◆ Выбранный текст ◆

Происходит известная  формализация карнавально-гротескных образов (28).

         С середины ХYIII до середины ХIХ в., точнее в эпоху предромантизма, как отмечает Бахтин, «происходит возрождение гротеска, но  коренным переосмыслением его»: он значительно отдаляется от народно-карнавального мироощущения, становится субъективно-камерным; «смех в романтическом гротеске редуцируется и принимает формы юмора, иронии, сарказма, … перестает быть радостным, ликующим» (29).

         Со второй половины XIY в. «интерес к гротеску резко ослабевает», а  в XX  в.  «происходит новое мощное возрождение гротеска», но в довольно усложненных и противоречивых формах. Он оказывается расколотым на два направления – I) модернистское, продолжившее традиции  романтического гротеска и 2) реалистическое, продолжившее традиции гротескного реализма и народной культуры (30).

         В цело, как убеждает нас исторический ракурс Бахтина, гротескный тип образности как основная особенность народно-смеховой  литературы, достигший апогея в своем развитии в творчестве Рабле, с этим именем и завершается. Таким  образом, Рабле остается «один в вышине» и загадкой на многие века. Этим особым положением Рабле в истории мировой литературы объясняется повышенный интерес к нему со стороны Бахтина и создание им монографии, посвященной связям творчества писателя с народной смеховой культурой.

         В первой главе, посвященной месту и значение Рабле в «истории смеха», Бахтин с позиции все того же строго последовательного историзма изучает «четырех вековую историю понимая, влияние и интерпретации» писателя в тесном переплетении «с историей самого смеха, его функций и его понимания за тот же период».

◆ Задание A ◆
Согласны ли с отрывком о гротеске утверждения (i)–(iii)? На каждое ответьте «да» или «нет» и приведите решающие слова отрывка дословно.
(i) В романтическом гротеске смех становится радостным и ликующим.
(ii) Гротеск раскололся на два направления.
(iii) Особое положение Рабле объясняет повышенный интерес к нему Бахтина.
◆ Задание B ◆
Ответьте по отрывку о гротеске:
(i) Какие формы принимает смех в романтическом гротеске?
(ii) Традиции чего продолжило реалистическое направление гротеска?
(iii) Каким связям посвящена монография Бахтина?

◆ Выдержки из записей ◆
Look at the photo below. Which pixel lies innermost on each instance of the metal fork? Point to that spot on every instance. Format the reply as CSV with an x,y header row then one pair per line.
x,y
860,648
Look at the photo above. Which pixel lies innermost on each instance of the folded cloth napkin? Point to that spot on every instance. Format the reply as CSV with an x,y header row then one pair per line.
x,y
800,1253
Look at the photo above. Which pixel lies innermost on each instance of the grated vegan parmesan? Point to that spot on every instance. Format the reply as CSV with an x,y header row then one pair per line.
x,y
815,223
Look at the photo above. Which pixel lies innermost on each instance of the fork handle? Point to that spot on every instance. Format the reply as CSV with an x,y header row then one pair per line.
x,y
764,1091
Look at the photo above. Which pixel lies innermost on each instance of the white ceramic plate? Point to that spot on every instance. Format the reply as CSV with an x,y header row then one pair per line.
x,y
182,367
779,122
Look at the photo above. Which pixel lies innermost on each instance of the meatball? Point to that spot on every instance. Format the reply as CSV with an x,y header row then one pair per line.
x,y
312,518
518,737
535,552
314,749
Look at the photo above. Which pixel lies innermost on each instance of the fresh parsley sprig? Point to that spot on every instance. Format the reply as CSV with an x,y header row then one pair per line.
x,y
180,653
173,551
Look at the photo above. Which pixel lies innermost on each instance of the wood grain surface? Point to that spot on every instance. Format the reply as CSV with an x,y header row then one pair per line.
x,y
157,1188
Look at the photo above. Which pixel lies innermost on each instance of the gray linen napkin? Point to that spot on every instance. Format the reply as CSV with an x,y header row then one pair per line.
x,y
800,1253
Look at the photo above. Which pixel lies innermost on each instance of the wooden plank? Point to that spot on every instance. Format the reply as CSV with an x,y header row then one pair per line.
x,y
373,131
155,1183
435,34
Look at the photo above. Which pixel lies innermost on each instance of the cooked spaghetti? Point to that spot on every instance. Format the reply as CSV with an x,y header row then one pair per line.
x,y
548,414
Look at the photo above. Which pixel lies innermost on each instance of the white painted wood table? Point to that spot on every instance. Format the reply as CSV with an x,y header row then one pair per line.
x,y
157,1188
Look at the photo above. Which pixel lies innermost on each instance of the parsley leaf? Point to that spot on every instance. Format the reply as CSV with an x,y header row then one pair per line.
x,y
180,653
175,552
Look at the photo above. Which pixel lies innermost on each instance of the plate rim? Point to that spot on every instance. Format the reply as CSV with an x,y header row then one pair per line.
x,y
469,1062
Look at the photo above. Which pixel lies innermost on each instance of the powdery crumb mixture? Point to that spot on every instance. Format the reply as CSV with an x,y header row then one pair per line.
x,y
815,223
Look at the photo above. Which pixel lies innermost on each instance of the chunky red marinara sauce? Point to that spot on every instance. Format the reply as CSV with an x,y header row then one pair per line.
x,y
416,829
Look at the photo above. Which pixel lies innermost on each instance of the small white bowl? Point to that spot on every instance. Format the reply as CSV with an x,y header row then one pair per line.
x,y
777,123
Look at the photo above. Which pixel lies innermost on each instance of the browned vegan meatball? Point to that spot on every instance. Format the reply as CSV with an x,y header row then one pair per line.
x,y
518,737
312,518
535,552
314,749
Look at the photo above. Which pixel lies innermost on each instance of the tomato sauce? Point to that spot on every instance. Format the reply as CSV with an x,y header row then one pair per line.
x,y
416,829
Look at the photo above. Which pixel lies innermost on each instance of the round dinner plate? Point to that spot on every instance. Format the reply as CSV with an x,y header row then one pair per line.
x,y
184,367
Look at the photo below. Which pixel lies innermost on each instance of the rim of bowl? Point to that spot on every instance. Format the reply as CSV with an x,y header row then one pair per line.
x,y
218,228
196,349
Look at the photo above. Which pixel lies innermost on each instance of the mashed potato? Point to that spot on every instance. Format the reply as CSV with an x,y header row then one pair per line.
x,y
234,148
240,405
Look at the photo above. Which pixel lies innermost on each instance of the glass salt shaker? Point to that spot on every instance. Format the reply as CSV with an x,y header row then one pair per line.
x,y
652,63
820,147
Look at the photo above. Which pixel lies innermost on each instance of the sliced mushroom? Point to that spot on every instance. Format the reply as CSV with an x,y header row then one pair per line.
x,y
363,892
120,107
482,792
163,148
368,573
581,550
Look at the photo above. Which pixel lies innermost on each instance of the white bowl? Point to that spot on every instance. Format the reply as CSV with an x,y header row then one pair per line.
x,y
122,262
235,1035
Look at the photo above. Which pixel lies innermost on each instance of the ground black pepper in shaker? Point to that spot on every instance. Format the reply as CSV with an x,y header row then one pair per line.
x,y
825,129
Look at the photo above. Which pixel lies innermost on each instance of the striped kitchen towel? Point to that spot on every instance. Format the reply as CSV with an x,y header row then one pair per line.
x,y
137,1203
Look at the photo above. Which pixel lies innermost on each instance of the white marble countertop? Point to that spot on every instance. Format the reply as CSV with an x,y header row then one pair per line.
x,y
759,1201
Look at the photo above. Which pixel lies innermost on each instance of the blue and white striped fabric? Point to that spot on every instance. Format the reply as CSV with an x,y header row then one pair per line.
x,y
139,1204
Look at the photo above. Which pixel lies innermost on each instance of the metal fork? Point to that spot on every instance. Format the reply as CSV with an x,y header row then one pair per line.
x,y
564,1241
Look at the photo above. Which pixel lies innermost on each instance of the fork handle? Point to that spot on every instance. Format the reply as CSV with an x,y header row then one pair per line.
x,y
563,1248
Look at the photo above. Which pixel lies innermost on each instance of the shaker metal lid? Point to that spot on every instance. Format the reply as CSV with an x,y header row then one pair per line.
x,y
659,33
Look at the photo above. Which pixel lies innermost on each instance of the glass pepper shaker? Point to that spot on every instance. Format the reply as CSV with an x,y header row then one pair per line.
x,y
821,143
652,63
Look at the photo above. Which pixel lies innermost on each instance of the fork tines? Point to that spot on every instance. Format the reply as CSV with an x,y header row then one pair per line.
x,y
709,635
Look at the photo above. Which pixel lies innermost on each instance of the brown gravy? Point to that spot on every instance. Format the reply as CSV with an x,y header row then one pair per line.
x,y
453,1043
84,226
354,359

◆ Полный ответ A ◆
(i) Нет: «перестает быть радостным, ликующим».
(ii) Да: «Он оказывается расколотым на два направления».
(iii) Да: «Этим особым положением Рабле в истории мировой литературы объясняется повышенный интерес к нему со стороны Бахтина».

◆ Полный ответ B ◆
(i) Формы юмора, иронии, сарказма.
(ii) Традиции гротескного реализма и народной культуры.
(iii) Связям творчества Рабле с народной смеховой культурой.